┌──

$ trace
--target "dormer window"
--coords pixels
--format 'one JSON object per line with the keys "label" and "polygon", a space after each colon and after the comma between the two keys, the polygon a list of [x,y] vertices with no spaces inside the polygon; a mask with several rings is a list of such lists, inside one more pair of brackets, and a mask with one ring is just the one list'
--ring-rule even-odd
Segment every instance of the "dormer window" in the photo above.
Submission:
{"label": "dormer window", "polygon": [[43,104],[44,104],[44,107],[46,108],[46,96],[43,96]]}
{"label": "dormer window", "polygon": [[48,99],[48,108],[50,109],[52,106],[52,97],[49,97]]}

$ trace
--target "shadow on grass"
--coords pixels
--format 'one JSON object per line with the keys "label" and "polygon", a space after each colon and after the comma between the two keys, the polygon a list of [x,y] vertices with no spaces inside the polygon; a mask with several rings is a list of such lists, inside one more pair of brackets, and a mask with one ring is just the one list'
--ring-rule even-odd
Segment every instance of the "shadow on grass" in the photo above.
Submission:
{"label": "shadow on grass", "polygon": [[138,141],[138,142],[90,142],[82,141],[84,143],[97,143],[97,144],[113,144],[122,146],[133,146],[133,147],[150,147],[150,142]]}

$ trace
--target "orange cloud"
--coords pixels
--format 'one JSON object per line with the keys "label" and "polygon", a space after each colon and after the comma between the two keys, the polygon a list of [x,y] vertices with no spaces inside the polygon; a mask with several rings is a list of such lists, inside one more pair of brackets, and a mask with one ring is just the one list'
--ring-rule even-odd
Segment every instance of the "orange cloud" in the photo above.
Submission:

└──

## Instructions to follow
Copy out the material word for word and line for line.

## The result
$ trace
--target "dormer window"
--coords pixels
--format 'one JSON object per line with the keys "label" and "polygon", a space after each colon and after the comma between the two keys, the polygon a list of [x,y] vertices with no spaces inside the polygon; a mask with several rings is a list of such lists, inside one more pair of brackets, and a mask with one ring is just the one list'
--ring-rule even-odd
Segment every instance of the "dormer window" in the photo above.
Submission:
{"label": "dormer window", "polygon": [[43,104],[44,104],[44,107],[46,108],[46,96],[43,96]]}
{"label": "dormer window", "polygon": [[48,99],[48,108],[50,109],[52,106],[52,97],[49,97]]}

$ trace
--target "shadow on grass"
--coords pixels
--format 'one JSON object per line with the keys "label" and "polygon", a space after each colon and after the comma between the two keys, the polygon a list of [x,y] vertices with no spaces inside the polygon; a mask with several rings is a list of such lists, inside one more pair of brackets, and a mask with one ring is just the one list'
--ring-rule even-odd
Segment every instance of the "shadow on grass" in the photo above.
Submission:
{"label": "shadow on grass", "polygon": [[138,141],[138,142],[90,142],[82,141],[84,143],[97,143],[97,144],[113,144],[122,146],[133,146],[133,147],[150,147],[150,142]]}

$ trace
--target "orange cloud"
--coords pixels
--format 'one JSON object per line with the keys "label" and "polygon", a space after each colon and after the comma between the two keys, the polygon a list of [x,y] vertices with no spaces inside the polygon; a mask with several rings is a list of such lists, inside one more pair of brackets, and a mask with one ring is just the one list'
--ring-rule even-odd
Segment every instance of the "orange cloud" in the photo above.
Submission:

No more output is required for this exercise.